***** READING PASSAGE *****

As the brothers take turns narrating their story, a useful friction is created by the way their accounts tally and diverge. James shared with his mother the indignity of his father’s physical and verbal abuse, while Stephen and Alison were never targeted. It was irredeemably destructive to James, even when his father jauntily sang old English novelty songs: ‘to my ears anyway, there was anger in his voice.’ For Stephen, he was ‘the cheeky charmer who knew all the words to those funny English pop songs’. Memories, in this regard, are central. Stephen cannot recall ‘the raised voices’ and violence, and ‘consequently, while I can be very pissed off at my father for the things I heard he did to mum and James, I can’t hate him like James does’. This difference becomes crucial. While James despises his father’s example, Stephen is intrigued by it and in many ways becomes his father: he spends a good part of his adult life as a violent alcoholic and gambler, before overcoming his addictions.

For the most part, the story is plainly told. Overworn phrases like ‘halcyon days’ and ‘skullduggery’ abound, giving their story of growing up on the ‘mean streets’ of Sydney in the 1960s and 1970s an oddly Dickensian flavour. Yet there are moments of inspired laconicism, such as Stephen (who went on to represent Australia in boxing) describing his first street fight: ‘It was a moment of clarity I had: I enjoyed hitting and being hit. There was nothing to be afraid of in a fight. His punches were heavy; they didn’t hurt me.’

The book is also a paean to their ‘heartland’ of pre-gentrified Woolloomooloo. Their scarcely credible anecdotes of boyhood derring-do around this harbour, including epic games of rugby league played on basketball courts, and ‘a particularly brutal game of hide and seek called Hares and Hounds’, conjure it as a kind of Boys’ Own Promised Land. In its depiction of a familiar suburb that was utterly lawless, it approaches Brian Matthews’s wonderful portrait of 1940s St Kilda in A Fine and Private Place (2000).

What makes one life turn out differently from another? This question haunts the narrative. As James suggests: ‘Maybe we’re born a good person or a stuff-up, and our true self inevitably emerges in spite of conditioning, good fortune or bad.’ Both brothers go on to make something of their lives: James becomes a multimillionaire real estate agent and philanthropist, while Stephen succeeds as an amateur boxer, then becomes a street sweeper while he studies, before setting up his own inner-city criminal law practice. Much of their success is attributed to the father figures who took an interest in them.

***** EXCERPTED RECORDS *****

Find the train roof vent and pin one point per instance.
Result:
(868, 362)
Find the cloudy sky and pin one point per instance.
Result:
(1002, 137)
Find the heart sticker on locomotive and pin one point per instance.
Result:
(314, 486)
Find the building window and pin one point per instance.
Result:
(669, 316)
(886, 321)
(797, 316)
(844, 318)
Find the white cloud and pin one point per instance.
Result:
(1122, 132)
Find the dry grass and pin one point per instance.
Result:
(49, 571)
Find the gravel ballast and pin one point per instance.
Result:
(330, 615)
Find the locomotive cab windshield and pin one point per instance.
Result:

*****
***** EXCERPTED RECORDS *****

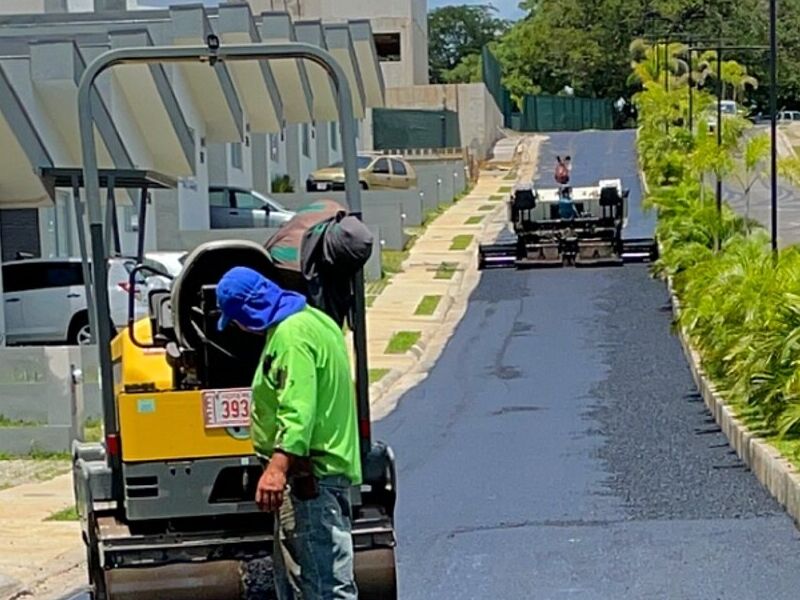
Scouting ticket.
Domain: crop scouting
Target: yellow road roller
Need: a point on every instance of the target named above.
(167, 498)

*****
***** EXCERPTED RECORDS *****

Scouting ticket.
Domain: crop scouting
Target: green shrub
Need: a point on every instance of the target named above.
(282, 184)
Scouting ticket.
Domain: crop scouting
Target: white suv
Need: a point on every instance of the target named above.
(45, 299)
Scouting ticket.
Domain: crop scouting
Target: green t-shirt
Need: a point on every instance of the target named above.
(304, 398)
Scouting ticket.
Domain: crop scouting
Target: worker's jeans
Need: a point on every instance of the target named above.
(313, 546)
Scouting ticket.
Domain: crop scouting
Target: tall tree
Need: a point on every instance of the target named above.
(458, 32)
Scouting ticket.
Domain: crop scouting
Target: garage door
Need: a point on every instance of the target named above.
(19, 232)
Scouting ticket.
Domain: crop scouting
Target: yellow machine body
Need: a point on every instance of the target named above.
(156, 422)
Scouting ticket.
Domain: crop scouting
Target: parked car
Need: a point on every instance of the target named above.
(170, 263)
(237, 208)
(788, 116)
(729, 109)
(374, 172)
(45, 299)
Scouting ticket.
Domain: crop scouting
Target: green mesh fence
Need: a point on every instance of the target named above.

*****

*DESCRIPTION OF THE TASK*:
Pick up the review of the brothers' memoir after its last paragraph and continue it in the same voice.

*TASK ANSWER*:
Yet Stephen’s life is dogged by self-destructiveness and self-sabotage, which assume tragic force towards the end of the memoir. On 1 April 2009, a day after his final interview session with Writer for the chapter entitled ‘Taking Stock’, Stephen took his own life. A postscript from James and Alison ends the narrative.

In Shadow of Doubt (2003), another recent memoir about the father’s influence, Richard Freadman notes a shift in autobiography ‘from towering deeds to intimate texture’. Sunshine and Shadow seems uncomfortably slung between these two poles. It explores and celebrates relationships: between mothers and sons, sons and father figures, and between brothers. But to make good on the mother’s sacrifice, and to foreground the triumph-over-adversity narrative, the book constantly returns to evidence of the successful life. This disjunction is revealed in James’s final chapter, ‘Elegy for a Champ’. Despite an affecting recount of the brothers’ final conversation, little effort is made to assess Stephen’s death. Instead, James spends the final pages listing the famous people who crewed the super-maxi yacht with him in the Sydney to Hobart Classic as a way of honouring his brother.

Though events leading up to Stephen’s death revolve around the completion of their book (they were to meet with Writer and their publisher the day Stephen died), no connection is made between Stephen’s participation in the project and his decision to end his life. To me, it suggests something of the risks involved in taking account of one’s life in autobiography.